> Work to complete
Reproduce the lines below word for word, keeping every line in its original order.

#### Supplied data

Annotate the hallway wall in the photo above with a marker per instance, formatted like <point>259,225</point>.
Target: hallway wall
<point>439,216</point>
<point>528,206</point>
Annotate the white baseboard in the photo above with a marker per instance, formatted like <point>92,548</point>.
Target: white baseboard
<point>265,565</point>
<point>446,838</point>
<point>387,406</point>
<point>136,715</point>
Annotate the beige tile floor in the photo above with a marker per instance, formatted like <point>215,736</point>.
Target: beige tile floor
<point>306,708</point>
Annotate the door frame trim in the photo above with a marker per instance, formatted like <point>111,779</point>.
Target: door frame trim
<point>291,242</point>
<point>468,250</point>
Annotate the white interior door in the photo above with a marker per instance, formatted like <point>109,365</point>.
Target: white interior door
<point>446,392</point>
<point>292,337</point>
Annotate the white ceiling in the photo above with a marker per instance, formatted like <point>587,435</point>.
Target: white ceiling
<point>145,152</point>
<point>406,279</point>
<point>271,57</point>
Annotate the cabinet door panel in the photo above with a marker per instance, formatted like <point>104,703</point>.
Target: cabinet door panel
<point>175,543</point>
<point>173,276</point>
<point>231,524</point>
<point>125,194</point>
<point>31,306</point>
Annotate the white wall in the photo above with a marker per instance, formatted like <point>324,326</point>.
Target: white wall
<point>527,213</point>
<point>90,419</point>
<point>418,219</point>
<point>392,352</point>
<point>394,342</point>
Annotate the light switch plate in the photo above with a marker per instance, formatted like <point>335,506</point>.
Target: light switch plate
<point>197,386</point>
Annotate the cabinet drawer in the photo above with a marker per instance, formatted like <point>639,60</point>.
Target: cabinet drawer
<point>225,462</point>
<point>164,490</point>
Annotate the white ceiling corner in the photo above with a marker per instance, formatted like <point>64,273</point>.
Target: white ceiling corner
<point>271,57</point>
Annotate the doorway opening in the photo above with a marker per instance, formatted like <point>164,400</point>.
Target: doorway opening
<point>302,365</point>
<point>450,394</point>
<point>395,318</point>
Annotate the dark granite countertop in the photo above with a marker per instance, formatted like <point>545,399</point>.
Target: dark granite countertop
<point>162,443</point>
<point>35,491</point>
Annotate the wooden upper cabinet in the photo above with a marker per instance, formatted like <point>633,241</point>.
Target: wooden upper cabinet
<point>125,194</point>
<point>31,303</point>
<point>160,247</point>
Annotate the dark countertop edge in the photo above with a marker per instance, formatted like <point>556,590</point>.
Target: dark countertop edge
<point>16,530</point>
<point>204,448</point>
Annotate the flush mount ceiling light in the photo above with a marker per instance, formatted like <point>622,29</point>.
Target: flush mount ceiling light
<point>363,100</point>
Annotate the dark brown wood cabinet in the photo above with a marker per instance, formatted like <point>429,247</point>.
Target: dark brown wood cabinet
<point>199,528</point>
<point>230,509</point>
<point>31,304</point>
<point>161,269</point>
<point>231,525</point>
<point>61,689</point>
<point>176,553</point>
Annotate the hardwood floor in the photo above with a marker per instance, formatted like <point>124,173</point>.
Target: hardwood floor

########

> The output
Annotate the hallway wall in the photo above with a marker per instance, formatted like <point>259,225</point>.
Target: hallway wall
<point>439,216</point>
<point>528,206</point>
Annotate the white baseboard in the photo above with a marker per instance, formatted like <point>92,548</point>.
Target: white baseboard
<point>265,565</point>
<point>446,838</point>
<point>387,406</point>
<point>136,715</point>
Annotate the beige tile floor in the photo above with a marker per instance, formatted like <point>215,736</point>.
Target: beige tile floor
<point>306,708</point>
Annotate the door frame trim in the photo above with a marker per instance, formatted like <point>111,779</point>.
Target: door frame trim
<point>291,242</point>
<point>468,250</point>
Annotate the white interior door in the photo above with a marker per instance, formatted like <point>109,365</point>.
Target: white interior door
<point>446,392</point>
<point>292,337</point>
Annotate the white ceiling in the photo above with a marker per instance, formatted like <point>587,435</point>.
Target: white ceiling
<point>145,152</point>
<point>406,279</point>
<point>271,57</point>
Annotate the cabinet door panel in the photo above with a marker per instance, formatted like <point>104,703</point>.
Target: cabinet door panel
<point>175,543</point>
<point>173,276</point>
<point>231,524</point>
<point>125,194</point>
<point>31,306</point>
Annotate the white wall in the photo above with a marker per instance, formatted like <point>324,326</point>.
Target: white wall
<point>527,213</point>
<point>90,419</point>
<point>418,219</point>
<point>392,352</point>
<point>394,342</point>
Annotate the light switch plate in the photo above with a marker per instance, formatted like <point>335,506</point>.
Target: light switch plate
<point>197,386</point>
Annotate the cabinet drawer in the photo above with a marker per instance, formatted like <point>639,60</point>.
Target: cabinet drawer
<point>225,462</point>
<point>164,490</point>
Annotate the white ceiling corner in the photo above with a marker per instance, formatted like <point>64,273</point>.
Target: white ceiling corner
<point>271,57</point>
Annotate the doorway opening in the photo above with a marker per instance, formatted like <point>164,400</point>.
Target: doorway opening
<point>302,365</point>
<point>450,394</point>
<point>395,318</point>
Annotate the dark granite countertop in the photo above with a marker per instance, formatted like <point>545,399</point>.
Target: dark granite countertop
<point>162,443</point>
<point>35,491</point>
Annotate the wooden upper cabinet in the photo above with a marker per instance, formatted like <point>633,241</point>.
Target: wooden upper cabinet
<point>125,194</point>
<point>31,303</point>
<point>160,247</point>
Annotate the dark countertop edge in the photo above with a marker per instance, formatted like <point>556,590</point>.
Target: dark countertop edge
<point>16,530</point>
<point>204,448</point>
Annotate the flush mount ceiling light in the photo above with a marker per instance, formatted like <point>622,29</point>.
Target: flush mount ceiling light
<point>363,100</point>
Annotate the dark brown wood cabinet in the photo above with a marker per instance, formatted like <point>429,247</point>.
Target: dark brown wood cabinet
<point>199,528</point>
<point>230,509</point>
<point>31,304</point>
<point>161,269</point>
<point>231,525</point>
<point>61,689</point>
<point>176,553</point>
Annotate the hardwood floor in the photo above with a marker per instance, formatted like <point>124,173</point>.
Target: hardwood floor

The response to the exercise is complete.